* [任务要求 1]:
请把记录中从包含“[pin] tree canopy”的那一行起直到记录末尾的这一段（首尾均含）改写成 JSON 字符串列表，每行一个字符串，空行略去，图片不要放进答案。

* [正文段落]:
....
阳辉里美食苑背后,是这个村的祠堂前院,院里搭起几顶防雨棚,桌席就地摆上了——我们赶巧碰上了一场婚礼的吃席。边上,就着一棵大榕树,厨师并三四位择菜大婶忙碌开来。这位厨师恐怕就是传说中的“做席师傅”,面对我等外来客的围观,他神情严峻不苟言笑,许是这席只有他一位师傅,他忙不太过来。他在一口大铁锅里抡大铲子,锅中是米粉,沉甸甸堆在锅底,大师傅又找来一柄大勺子,足有我两个脑袋那么大,左右开弓,翻搅那米粉。看这些大锅大铲大勺,运转如飞,像是闯进了什么巨人国。盘子也是大一号的,几十个排列好,摆在不锈钢桌上,布菜大婶眨眼工夫就给它们填空完毕,我一数,30来盘红烧莲藕猪蹄,颜色倒挺好看。30多桌就摆在这开放厨房旁边,按这一席的规模,看上去是嫁女儿,不知是否正因如此,才不见烤乳猪踪影。
....
* [任务要求 2]:
原样照录正文中从“阳辉里美食苑背后,是这个村的”到“正因如此,才不见烤乳猪踪影。”的这一段，首尾都包括在内。

* [数据记录]:
....
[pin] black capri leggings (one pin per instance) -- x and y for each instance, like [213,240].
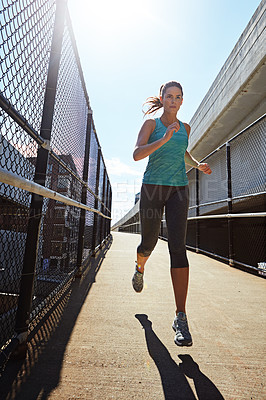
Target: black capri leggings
[152,202]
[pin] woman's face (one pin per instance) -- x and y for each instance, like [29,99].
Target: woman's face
[172,99]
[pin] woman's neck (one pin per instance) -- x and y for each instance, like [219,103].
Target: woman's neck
[168,119]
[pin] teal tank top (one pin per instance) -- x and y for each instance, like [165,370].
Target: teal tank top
[166,165]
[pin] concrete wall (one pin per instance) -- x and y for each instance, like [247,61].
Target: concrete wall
[237,95]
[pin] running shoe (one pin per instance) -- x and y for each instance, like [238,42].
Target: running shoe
[137,280]
[180,326]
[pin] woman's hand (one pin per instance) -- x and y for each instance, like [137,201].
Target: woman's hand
[204,167]
[170,131]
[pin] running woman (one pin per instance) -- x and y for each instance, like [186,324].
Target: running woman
[165,185]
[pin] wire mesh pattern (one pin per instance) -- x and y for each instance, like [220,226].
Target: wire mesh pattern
[72,166]
[216,225]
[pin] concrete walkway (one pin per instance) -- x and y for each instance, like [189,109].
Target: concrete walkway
[108,342]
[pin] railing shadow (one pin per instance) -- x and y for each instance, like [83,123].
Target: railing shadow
[39,374]
[173,376]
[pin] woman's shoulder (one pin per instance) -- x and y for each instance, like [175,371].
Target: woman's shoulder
[151,122]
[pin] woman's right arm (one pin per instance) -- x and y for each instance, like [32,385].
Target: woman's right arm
[143,149]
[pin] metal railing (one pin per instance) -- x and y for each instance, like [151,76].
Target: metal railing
[226,216]
[55,193]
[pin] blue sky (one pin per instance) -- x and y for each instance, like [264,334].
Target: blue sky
[129,48]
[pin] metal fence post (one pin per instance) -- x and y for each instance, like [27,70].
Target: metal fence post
[197,212]
[96,217]
[84,195]
[35,212]
[108,205]
[229,205]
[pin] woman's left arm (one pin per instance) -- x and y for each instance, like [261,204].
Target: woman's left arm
[204,167]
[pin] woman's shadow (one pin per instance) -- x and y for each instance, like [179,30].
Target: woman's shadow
[173,376]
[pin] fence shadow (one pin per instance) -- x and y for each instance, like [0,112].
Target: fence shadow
[173,375]
[37,375]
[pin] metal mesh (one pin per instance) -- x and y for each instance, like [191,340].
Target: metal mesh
[26,37]
[192,192]
[213,188]
[26,33]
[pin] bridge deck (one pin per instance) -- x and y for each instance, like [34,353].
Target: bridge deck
[106,348]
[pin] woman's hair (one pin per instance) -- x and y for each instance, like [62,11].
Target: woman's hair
[154,103]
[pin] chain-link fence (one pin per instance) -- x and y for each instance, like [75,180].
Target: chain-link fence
[226,217]
[48,140]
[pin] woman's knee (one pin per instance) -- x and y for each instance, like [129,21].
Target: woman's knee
[178,258]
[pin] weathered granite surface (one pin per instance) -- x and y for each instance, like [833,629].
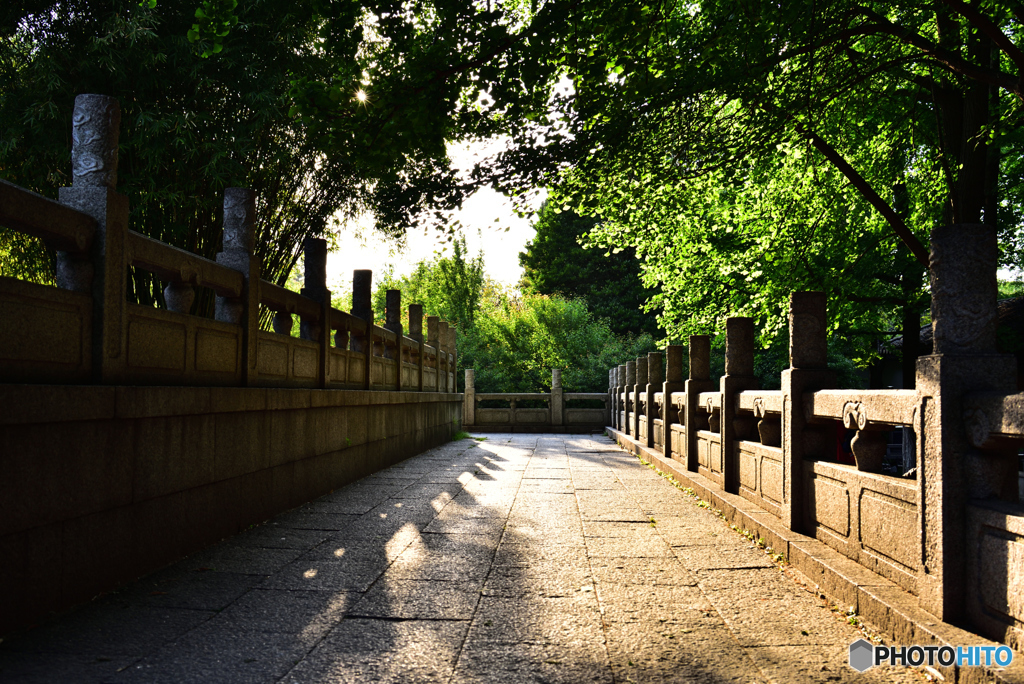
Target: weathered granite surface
[522,558]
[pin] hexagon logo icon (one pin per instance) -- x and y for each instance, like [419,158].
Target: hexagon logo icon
[861,655]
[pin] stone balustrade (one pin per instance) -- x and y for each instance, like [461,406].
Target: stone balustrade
[557,414]
[952,518]
[85,331]
[132,436]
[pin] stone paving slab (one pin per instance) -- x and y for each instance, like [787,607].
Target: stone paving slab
[518,558]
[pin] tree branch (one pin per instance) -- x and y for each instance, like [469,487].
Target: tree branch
[865,189]
[986,26]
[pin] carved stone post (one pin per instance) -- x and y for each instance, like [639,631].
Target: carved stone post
[314,287]
[738,377]
[442,356]
[416,332]
[699,381]
[611,395]
[622,400]
[808,372]
[454,355]
[363,309]
[95,129]
[469,400]
[629,407]
[639,393]
[655,380]
[433,328]
[557,398]
[392,321]
[240,228]
[951,470]
[673,384]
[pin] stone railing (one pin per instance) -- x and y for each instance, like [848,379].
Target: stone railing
[85,331]
[949,529]
[133,436]
[555,416]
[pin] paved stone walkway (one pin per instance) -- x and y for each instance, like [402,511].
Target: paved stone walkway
[521,558]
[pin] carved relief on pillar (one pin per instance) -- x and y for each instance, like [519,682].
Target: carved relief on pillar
[95,129]
[869,444]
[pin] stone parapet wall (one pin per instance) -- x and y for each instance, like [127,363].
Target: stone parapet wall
[103,484]
[86,331]
[946,526]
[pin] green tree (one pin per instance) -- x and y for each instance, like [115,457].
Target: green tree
[556,262]
[448,287]
[517,340]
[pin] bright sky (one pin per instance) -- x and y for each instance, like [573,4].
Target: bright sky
[487,220]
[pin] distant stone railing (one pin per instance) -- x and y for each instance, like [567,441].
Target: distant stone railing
[133,436]
[950,529]
[85,331]
[556,416]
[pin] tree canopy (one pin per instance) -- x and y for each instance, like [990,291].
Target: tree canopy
[743,151]
[555,263]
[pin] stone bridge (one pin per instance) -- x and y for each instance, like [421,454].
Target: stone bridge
[226,504]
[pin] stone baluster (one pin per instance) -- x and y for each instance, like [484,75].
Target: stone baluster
[699,381]
[628,405]
[621,400]
[240,230]
[433,327]
[808,372]
[469,400]
[611,396]
[673,384]
[392,322]
[639,392]
[364,310]
[655,380]
[442,356]
[95,129]
[416,332]
[454,350]
[952,467]
[738,377]
[314,287]
[557,398]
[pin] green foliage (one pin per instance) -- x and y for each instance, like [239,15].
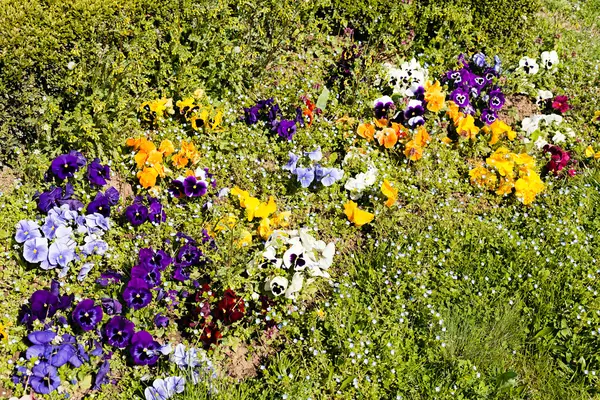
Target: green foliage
[73,73]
....
* [预期输出 1]:
[
  "[pin] tree canopy (one pin per instance) -- x and y for each instance, like [990,291].",
  "Target: tree canopy",
  "[743,151]",
  "[555,263]",
  "[pin] stone bridge (one pin per instance) -- x and y for each instance, like [421,454].",
  "Target: stone bridge",
  "[226,504]",
  "[pin] stone baluster (one pin per instance) -- x and y for each instance, like [484,75].",
  "Target: stone baluster",
  "[699,381]",
  "[628,405]",
  "[621,400]",
  "[240,230]",
  "[433,327]",
  "[808,372]",
  "[469,400]",
  "[611,396]",
  "[673,384]",
  "[392,322]",
  "[639,392]",
  "[364,310]",
  "[655,380]",
  "[442,356]",
  "[95,129]",
  "[416,332]",
  "[454,350]",
  "[952,467]",
  "[738,377]",
  "[314,287]",
  "[557,398]",
  "[pin] green foliage (one pin per instance) -- x and y for each instance, like [239,15].",
  "Target: green foliage",
  "[73,73]"
]

* [预期输出 2]:
阳辉里美食苑背后,是这个村的祠堂前院,院里搭起几顶防雨棚,桌席就地摆上了——我们赶巧碰上了一场婚礼的吃席。边上,就着一棵大榕树,厨师并三四位择菜大婶忙碌开来。这位厨师恐怕就是传说中的“做席师傅”,面对我等外来客的围观,他神情严峻不苟言笑,许是这席只有他一位师傅,他忙不太过来。他在一口大铁锅里抡大铲子,锅中是米粉,沉甸甸堆在锅底,大师傅又找来一柄大勺子,足有我两个脑袋那么大,左右开弓,翻搅那米粉。看这些大锅大铲大勺,运转如飞,像是闯进了什么巨人国。盘子也是大一号的,几十个排列好,摆在不锈钢桌上,布菜大婶眨眼工夫就给它们填空完毕,我一数,30来盘红烧莲藕猪蹄,颜色倒挺好看。30多桌就摆在这开放厨房旁边,按这一席的规模,看上去是嫁女儿,不知是否正因如此,才不见烤乳猪踪影。